**Document excerpt**
● ● ● ● ●

Several studies have suggested that the ability of MRgFUS and microbubbles to disrupt the BBB for passage of chemotherapeutics also extends to the BTB.29,47,59 In a rat brain glioma model of intravenous doxorubicin (DOX), Park et al. reported that MRgFUS increased DOX concentrations in gliomas by more than 2.5 times at 1 hour posttreatment compared with gliomas not receiving MRgFUS (p < 0.01).47 At 24 hours posttreatment, DOX concentrations in gliomas with MRgFUS were almost 14 times higher than those without MRgFUS (p < 0.001). The authors also found that gliomas with MRgFUS had no significant change in DOX concentration between 1 hour and 24 hours posttreatment. In contrast, DOX concentrations at 24 hours posttreatment in gliomas without MRgFUS were approximately 20% of the 1-hour posttreatment levels (p < 0.01). This suggests that MRgFUS may not only increase the delivery of drugs across the BTB but also prolong the time on target. The only side effects reported were regions of petechiae smaller than 1 mm that represented extravasation of red blood cells due to blood vessel damage. The BBB and BTB may respond differently to the same dose equivalent of MRgFUS depending on the systemic treatment or tumor. In the study by Park et al.,47 DOX was able to cross the BTB at higher rates than the healthy BBB, but in another study using a similar model with BCNU, the BTB was more challenging to disrupt with MRgFUS than the BBB.29 MRgFUS at the same dose equivalent increased delivery of BCNU into normal brain tissue by 340% in normal rats, but by only 202% in the tumor-implanted rats (p < 0.05). This suggests that MRgFUS disruption of the BTB may be treatment dependent, and not directly corollary to disruption of the BBB. Figure 2 shows results from an unpublished experiment in tumor-implanted mice using MRgFUS and microbubbles, which is representative of MRgFUS in animal models.

Fig. 2.
Fig. 2.

A and B: Postgadolinium T1-weighted MR images obtained in a mouse, showing a brain tumor graft in the right mouse brain hemisphere (arrows) before MRgFUS application (A) and increased enhancement (arrowheads) due to BBB opening after MRgFUS (B), overlapping both brain tumor and adjacent normal tissue. C: Before MRgFUS application (FUS-), the volume transfer constant (Ktrans) measured from dynamic contrast-enhanced imaging was higher in the tumor than that in the normal brain tissue. After application (FUS+), BBB opening increased in both normal and tumor tissue.

Combining Systemic Chemotherapy With MRgFUS Disruption of the BTB Improves Outcomes

As MRgFUS disrupts the BTB and increases systemic drug penetrance, tumors are more effectively treated and survival is improved. For example, in a rat glioma model with systemic delivery of BCNU, the addition of MRgFUS to disrupt the BTB improved the median survival time compared with no treatment (53 days vs 29 days, p < 0.0015) or BCNU alone (53 days vs 32 days, significance not reported).29 The improvement in outcomes required concomitant delivery of systemic chemotherapy, as MRgFUS alone showed no benefit. Similar results were found with the use of temozolomide (TMZ) with MRgFUS in rat glioma, with a significantly increased median survival time over no treatment (23 days vs 20 days, p < 0.001). TMZ alone did not show a significant difference compared with no treatment (21 days vs 20 days, p = 0.09).59 MRgFUS+TMZ slowed tumor growth significantly more than TMZ alone (p = 0.002), with the 1-week tumor growth being 21 times the starting volume without MRgFUS and 5 times with MRgFUS. MRgFUS improves the delivery of systemic chemotherapy and increases treatment efficacy, although the dose-response relationship has not been explored in depth.

● ● ● ● ●

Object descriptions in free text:
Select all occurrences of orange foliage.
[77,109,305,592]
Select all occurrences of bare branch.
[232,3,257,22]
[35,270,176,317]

● ● ● ● ●

Retype the MRgFUS excerpt, starting with "A and B: Postgadolinium" and going on through "and tumor tissue.". None of this work requires the records.

A and B: Postgadolinium T1-weighted MR images obtained in a mouse, showing a brain tumor graft in the right mouse brain hemisphere (arrows) before MRgFUS application (A) and increased enhancement (arrowheads) due to BBB opening after MRgFUS (B), overlapping both brain tumor and adjacent normal tissue. C: Before MRgFUS application (FUS-), the volume transfer constant (Ktrans) measured from dynamic contrast-enhanced imaging was higher in the tumor than that in the normal brain tissue. After application (FUS+), BBB opening increased in both normal and tumor tissue.